*Task directions*. Rewrite all lines from the start of the entries through the line containing "221;530;337;614", both included, leaving the pictures out. Scale every bounding box coordinate by 2.5 and round to the nearest whole number, rounding halves up.

*Extracted data*.
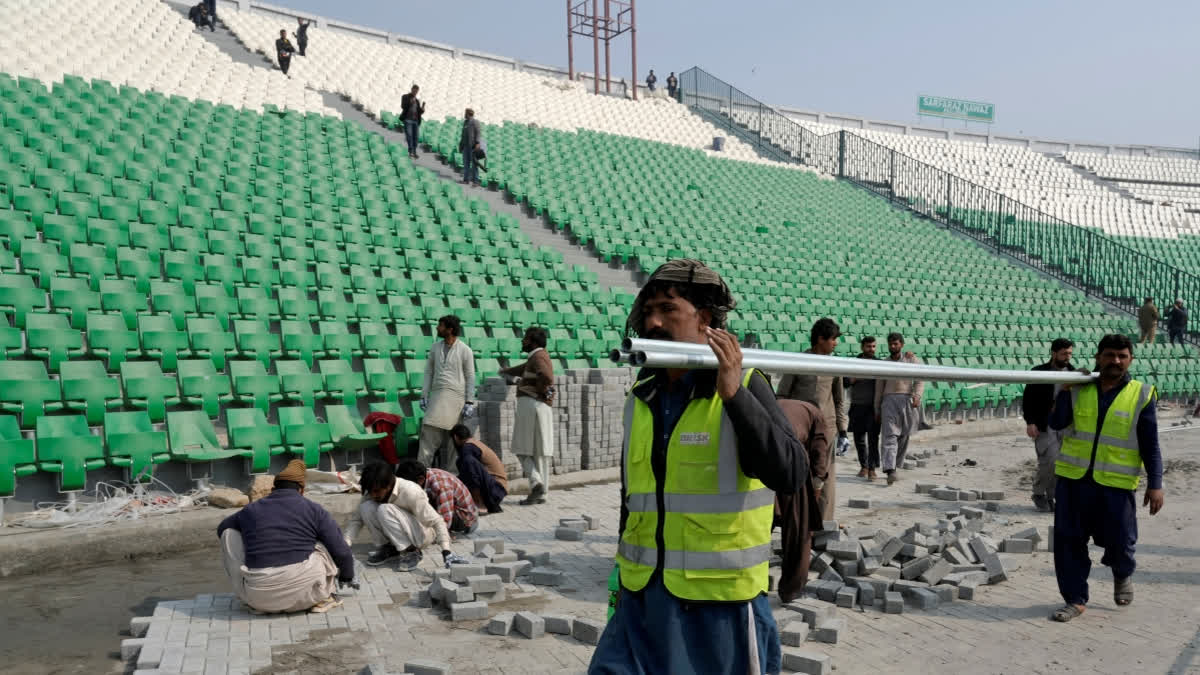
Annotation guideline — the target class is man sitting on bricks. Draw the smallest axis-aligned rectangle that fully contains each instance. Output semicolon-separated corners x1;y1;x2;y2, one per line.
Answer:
396;460;479;534
217;459;354;613
346;461;466;571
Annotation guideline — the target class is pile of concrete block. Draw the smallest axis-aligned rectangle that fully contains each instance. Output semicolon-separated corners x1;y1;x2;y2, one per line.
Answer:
554;515;600;542
805;509;1054;614
581;368;635;468
475;377;522;478
487;611;605;645
476;368;634;478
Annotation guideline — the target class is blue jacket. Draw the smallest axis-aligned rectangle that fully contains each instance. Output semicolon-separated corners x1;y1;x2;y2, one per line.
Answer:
217;489;354;581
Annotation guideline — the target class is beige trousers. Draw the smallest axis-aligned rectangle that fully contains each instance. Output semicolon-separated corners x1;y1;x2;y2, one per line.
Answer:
221;530;337;614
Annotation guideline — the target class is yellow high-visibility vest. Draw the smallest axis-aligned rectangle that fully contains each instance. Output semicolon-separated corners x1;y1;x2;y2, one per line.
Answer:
1055;380;1156;490
617;370;775;602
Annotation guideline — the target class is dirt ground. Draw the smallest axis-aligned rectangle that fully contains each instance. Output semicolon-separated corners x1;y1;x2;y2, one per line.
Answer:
0;552;224;675
0;416;1200;675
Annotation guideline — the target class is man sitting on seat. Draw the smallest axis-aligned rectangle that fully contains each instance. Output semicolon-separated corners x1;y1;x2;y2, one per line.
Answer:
346;461;463;571
396;460;479;534
217;459;354;613
450;424;509;513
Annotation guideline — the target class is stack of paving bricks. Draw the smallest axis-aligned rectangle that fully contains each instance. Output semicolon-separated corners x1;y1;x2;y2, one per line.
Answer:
551;369;587;474
475;377;521;478
582;368;634;468
806;509;1054;614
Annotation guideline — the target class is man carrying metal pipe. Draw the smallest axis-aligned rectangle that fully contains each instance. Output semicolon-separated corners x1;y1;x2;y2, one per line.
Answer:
588;259;809;674
875;333;925;485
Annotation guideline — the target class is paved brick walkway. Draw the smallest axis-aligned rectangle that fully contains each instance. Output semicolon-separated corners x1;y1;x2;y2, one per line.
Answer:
119;425;1200;674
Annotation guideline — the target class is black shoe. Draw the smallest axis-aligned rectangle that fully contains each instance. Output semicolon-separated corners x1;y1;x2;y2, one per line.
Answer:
396;550;425;572
366;542;400;567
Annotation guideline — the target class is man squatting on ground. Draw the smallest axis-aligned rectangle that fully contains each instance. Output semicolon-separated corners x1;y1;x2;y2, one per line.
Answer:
217;459;354;613
588;259;809;675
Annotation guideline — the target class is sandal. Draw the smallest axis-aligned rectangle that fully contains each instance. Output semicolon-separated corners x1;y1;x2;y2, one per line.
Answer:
1112;577;1133;607
1050;604;1084;623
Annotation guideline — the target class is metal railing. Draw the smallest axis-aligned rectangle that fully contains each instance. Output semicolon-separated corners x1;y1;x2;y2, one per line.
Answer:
679;67;1200;345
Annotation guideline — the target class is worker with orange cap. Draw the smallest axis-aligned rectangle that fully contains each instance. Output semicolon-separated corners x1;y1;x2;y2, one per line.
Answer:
217;459;354;613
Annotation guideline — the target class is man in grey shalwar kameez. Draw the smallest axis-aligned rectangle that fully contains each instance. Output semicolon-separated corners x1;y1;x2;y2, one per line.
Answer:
875;333;925;485
418;315;475;468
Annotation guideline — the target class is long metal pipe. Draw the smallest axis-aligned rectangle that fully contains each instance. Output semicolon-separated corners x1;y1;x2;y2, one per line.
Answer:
611;340;1096;384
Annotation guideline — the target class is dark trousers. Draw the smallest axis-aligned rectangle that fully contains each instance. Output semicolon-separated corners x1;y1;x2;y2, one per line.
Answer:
404;120;421;155
1054;476;1138;604
457;453;508;510
850;404;883;468
854;424;881;468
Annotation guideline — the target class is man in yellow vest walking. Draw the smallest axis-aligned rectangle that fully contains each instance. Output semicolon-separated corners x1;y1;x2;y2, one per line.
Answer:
588;259;809;674
1050;335;1163;621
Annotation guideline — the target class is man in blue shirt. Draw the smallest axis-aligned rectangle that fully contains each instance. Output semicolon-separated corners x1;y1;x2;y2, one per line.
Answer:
217;459;354;613
1050;335;1163;622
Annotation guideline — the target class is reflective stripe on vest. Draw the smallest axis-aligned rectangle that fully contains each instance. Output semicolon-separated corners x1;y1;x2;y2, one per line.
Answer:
617;371;775;602
1055;380;1154;490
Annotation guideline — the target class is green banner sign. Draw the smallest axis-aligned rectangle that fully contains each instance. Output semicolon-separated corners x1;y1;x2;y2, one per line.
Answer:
917;96;996;124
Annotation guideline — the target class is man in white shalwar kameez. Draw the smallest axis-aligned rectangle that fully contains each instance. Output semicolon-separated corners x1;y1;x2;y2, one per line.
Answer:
418;315;475;470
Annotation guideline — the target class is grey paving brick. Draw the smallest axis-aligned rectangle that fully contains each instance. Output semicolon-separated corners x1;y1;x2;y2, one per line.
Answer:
883;591;904;614
784;650;833;675
467;574;504;593
487;611;517;635
1000;538;1033;554
404;658;451;675
571;619;605;645
826;539;863;560
450;601;487;621
779;621;809;647
529;567;563;586
541;614;574;635
450;562;484;584
512;611;546;639
918;560;950;585
834;587;858;609
784;598;838;627
121;638;146;662
554;524;587;542
130;616;151;638
474;537;504;555
810;617;846;645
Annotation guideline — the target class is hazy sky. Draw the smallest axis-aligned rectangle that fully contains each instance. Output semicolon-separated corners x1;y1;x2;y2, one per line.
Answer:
265;0;1200;148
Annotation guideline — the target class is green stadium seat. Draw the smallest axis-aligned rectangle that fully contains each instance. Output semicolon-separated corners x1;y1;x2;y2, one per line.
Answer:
317;359;367;407
87;312;142;372
226;403;286;473
326;405;388;450
175;359;233;419
59;360;122;426
121;362;179;423
229;360;283;414
187;317;238;370
0;414;37;498
275;360;324;407
167;411;244;464
138;315;192;372
104;411;170;483
278;406;334;468
37;414;106;492
25;312;84;372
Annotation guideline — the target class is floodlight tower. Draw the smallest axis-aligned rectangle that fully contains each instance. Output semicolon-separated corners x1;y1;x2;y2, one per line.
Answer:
566;0;637;101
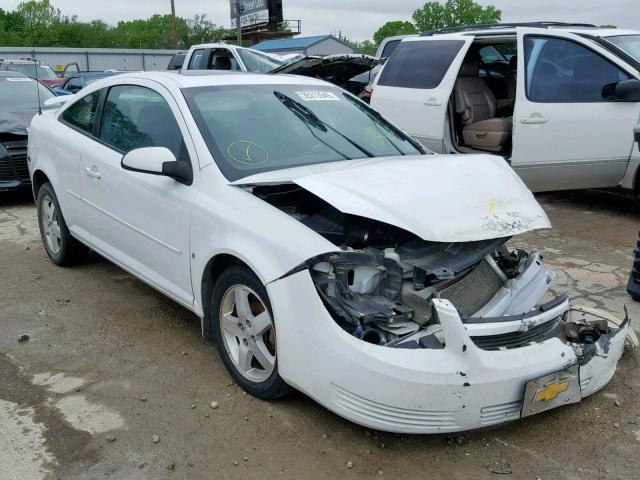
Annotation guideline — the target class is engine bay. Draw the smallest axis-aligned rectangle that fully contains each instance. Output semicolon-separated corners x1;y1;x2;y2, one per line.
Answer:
252;184;624;350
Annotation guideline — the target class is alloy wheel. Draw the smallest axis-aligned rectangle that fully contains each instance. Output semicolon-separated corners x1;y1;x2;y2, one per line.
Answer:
220;285;276;383
40;195;62;255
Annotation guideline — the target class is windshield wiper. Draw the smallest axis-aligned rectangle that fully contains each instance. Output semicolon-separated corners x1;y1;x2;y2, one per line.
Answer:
273;90;375;158
343;93;427;155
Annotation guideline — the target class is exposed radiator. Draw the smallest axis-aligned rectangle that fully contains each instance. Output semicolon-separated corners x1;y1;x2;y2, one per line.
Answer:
437;260;504;316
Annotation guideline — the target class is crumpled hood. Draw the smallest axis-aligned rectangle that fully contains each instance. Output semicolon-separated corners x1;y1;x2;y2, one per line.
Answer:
0;108;38;135
232;155;551;242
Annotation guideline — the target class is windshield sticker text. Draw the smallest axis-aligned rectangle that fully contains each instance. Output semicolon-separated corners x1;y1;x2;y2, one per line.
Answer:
296;91;340;102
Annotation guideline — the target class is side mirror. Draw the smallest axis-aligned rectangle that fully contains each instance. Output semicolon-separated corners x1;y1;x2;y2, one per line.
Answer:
615;79;640;102
121;147;193;185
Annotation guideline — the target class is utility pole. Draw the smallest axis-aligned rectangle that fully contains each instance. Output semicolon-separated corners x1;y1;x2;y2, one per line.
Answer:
171;0;178;49
236;0;244;47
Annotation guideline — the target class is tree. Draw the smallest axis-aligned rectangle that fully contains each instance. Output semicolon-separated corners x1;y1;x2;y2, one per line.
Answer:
413;0;502;32
15;0;62;45
357;40;378;56
373;20;417;45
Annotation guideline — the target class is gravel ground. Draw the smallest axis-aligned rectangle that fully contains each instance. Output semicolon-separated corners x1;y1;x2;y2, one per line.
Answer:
0;187;640;480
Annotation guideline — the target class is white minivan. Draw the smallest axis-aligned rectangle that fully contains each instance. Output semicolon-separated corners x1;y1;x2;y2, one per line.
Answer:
371;22;640;192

*Response for this exercise*.
Annotation guideline — the target class is man sitting on bricks. Draw the smallest axis-aligned rectangle that fully contains each instance. Output semicolon-separated corners x1;y1;x2;y2, one per line.
Answer:
990;1150;1198;1335
543;1148;885;1533
865;1153;1165;1428
Annotation guideline — the target class is pile of concrete block. Draw the smallest axis-aligned rectangle that fully contains each instance. Output semicolon-separated corners x1;y1;x2;y2, one per line.
Answer:
1385;1288;1500;1355
2013;1273;2635;1535
1453;920;1588;1170
1188;943;1305;1195
1218;1528;1513;1613
1190;920;1585;1195
Annotation guideline — the target class is blue jacket. Draw the smallest axis-aligned rectangle that fully contains each instance. Output semicolon-separated corners x1;y1;x2;y2, one per line.
Answer:
543;1223;885;1453
Annotation guideline — the target class is beige trousers. Draw the smallest axis-aligned rectangle that fully contains each instance. Output semicolon-separated corners x1;y1;x2;y2, one per line.
Answer:
553;1325;843;1535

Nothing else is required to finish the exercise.